= Julius Pohl =

Julius Pohl (1 November 1861 in Prague - 27 September 1942 in Hamburg-Eimsbüttel) was an Austrian-German pharmacologist.

From 1879 to 1883 he studied medicine at the German University in Prague, where afterwards he worked as an assistant to Franz Hofmeister in the pharmacology institute. In 1892 he received his habilitation for pharmacology and pharmacognosy, and three years later became an associate professor. In 1897 he succeeded Hofmeister as chair of pharmacology at the university. In 1911 he relocated to the University of Breslau as successor to Wilhelm Filehne. In 1926 he became a member of the German Academy of Sciences Leopoldina.

His work included studies on serum proteins, the action of bromoacetic acid on muscle, the toxicity of chloroform, and the metabolic oxidation of alcohols and fatty acids. In 1891 he isolated the compound aristolochin from Aristolochia clematitis.
● ● ● ● ●
--- Activity list ---
1: Please repeat the Julius Pohl biography word for word, from "From 1879 to" to "from Aristolochia clematitis.".
2: Answer these questions from the Julius Pohl biography:
(a) In what city was he born?
(b) In what year did he move to the University of Breslau?
(c) What compound did he isolate in 1891?

Collection entries
● ● ● ● ●
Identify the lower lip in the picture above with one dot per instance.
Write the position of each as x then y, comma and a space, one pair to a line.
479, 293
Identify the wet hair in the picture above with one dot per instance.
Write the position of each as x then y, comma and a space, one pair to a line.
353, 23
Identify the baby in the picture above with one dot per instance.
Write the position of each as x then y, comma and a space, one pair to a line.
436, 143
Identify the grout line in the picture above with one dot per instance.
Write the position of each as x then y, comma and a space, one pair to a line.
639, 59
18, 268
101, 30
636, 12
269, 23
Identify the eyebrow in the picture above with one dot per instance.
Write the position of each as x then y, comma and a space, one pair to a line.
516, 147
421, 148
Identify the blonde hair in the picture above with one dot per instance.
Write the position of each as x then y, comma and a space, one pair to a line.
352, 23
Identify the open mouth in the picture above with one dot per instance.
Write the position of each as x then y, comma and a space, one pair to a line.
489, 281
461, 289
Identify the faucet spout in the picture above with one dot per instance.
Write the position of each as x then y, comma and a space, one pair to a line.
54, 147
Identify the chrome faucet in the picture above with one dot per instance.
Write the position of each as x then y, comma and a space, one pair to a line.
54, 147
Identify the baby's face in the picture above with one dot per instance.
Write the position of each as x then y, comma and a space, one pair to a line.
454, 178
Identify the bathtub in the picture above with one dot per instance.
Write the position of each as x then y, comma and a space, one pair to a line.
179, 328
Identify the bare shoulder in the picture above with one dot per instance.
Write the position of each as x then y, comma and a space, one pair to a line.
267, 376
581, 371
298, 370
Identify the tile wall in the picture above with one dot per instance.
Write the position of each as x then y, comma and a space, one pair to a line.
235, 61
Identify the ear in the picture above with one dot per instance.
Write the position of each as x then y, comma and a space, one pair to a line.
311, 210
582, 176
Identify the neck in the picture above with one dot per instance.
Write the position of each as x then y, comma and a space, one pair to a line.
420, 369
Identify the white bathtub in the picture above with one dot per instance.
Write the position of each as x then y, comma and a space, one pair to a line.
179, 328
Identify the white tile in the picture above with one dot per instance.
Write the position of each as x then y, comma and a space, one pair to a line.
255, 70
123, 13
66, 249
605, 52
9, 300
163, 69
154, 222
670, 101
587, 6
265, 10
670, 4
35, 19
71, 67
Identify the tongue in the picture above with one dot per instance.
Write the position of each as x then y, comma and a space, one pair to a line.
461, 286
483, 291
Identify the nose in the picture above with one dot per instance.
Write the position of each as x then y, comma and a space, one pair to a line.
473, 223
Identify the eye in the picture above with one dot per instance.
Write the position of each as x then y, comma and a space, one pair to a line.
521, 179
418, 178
● ● ● ● ●
--- Answers for the exercise ---
1:
From 1879 to 1883 he studied medicine at the German University in Prague, where afterwards he worked as an assistant to Franz Hofmeister in the pharmacology institute. In 1892 he received his habilitation for pharmacology and pharmacognosy, and three years later became an associate professor. In 1897 he succeeded Hofmeister as chair of pharmacology at the university. In 1911 he relocated to the University of Breslau as successor to Wilhelm Filehne. In 1926 he became a member of the German Academy of Sciences Leopoldina.

His work included studies on serum proteins, the action of bromoacetic acid on muscle, the toxicity of chloroform, and the metabolic oxidation of alcohols and fatty acids. In 1891 he isolated the compound aristolochin from Aristolochia clematitis.

2:
(a) Prague
(b) 1911
(c) Aristolochin